**TEXT UNDER STUDY:**
That sounds like monster set-up! I'll bet the figure eighting is almost effortless with that beast!! How is the weight and butt handle length? Does it compare to a big musky rod or is it larger like a saltwater "boat" rod?


----------



## 1roofmusky (May 20, 2008)

Last year at the Ohio show, I handled the St Croix PM 79XXXH. Its rated to 30 ounces!!!! I don't think you could even feel a musky strike! If you think thats crazy, I also handled a Musky Innovations Bulldawg rod rated to 40 ounces!! What is the musky world coming to..............


----------



## baitmaker (Feb 21, 2008)

I have been fishing the Tica rod for a couple years and haven't had any problems with it. I use it for casting big Curly Sues, Suzy Suckers and other heavy baits. But its not used for trolling so I can't say anything about that. The main reason I went with that rod, it will fit in my Jeep when its collapsed.


----------



## 1roofmusky (May 20, 2008)

That heavy "rubber" IS a serious test for ANY rod. Sounds like the Tica IS as good as everyone says. I may have to take a closer look and see what kind of deal Lee can get through his sponsorship.


----------



## fishdealer04 (Aug 27, 2006)

I use a St. Croix as well for muskie fishing I have 4 total 2 7.5 ft. and 2 8 ft. I also use them for catfishing (hence why I have 4) I match it with an Abu Garcia Amb. 5600 CL Rocket.


----------



## crittergitter (Jun 9, 2005)

**AVAILABLE DATA:**
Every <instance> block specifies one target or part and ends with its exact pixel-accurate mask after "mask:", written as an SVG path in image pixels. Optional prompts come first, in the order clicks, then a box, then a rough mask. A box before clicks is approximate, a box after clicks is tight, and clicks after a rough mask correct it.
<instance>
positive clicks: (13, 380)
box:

**PROBLEM REQUIREMENTS:**
Please pick up the forum thread on musky rods and write what comes next after the point where it stops. The material has no connection to the forum thread on musky rods.

**OUTPUT BELOW:**
MuskieJim said:


> I'm looking at the PM76 XXXXXXXXXH, it's rated to throw your television out onto the water.


You got many televisions in your tackle box?


----------



## ShutUpNFish (Apr 17, 2007)

*CASTING:* I've got an old Abu Garcia Black Maxx Rod with 100% woven graphite. It is a 6'9" heavy action rod which has to be my favorite since it has caught the most fish and been through Hell and back! I strictly use it for jerkin' and its teamed up with a ABU 6500 High Speed reel. That rod is tough as nails and to think that I only paid like $30 for it 10 years ago! Its on its third Garcia reel which wear out, obviously, before the rod ever will...unless something freaky happens.

*TROLLING:* The All Star 9' Western Inshore series rod in Heavy action (no longer in production ) with the 'ol Penn 320 Gti. I just put a brand new Catalina reel on it for next season, so I'm anxious to give that a try. This rod also makes a wonderful dipsy/boat rod for meat hunting!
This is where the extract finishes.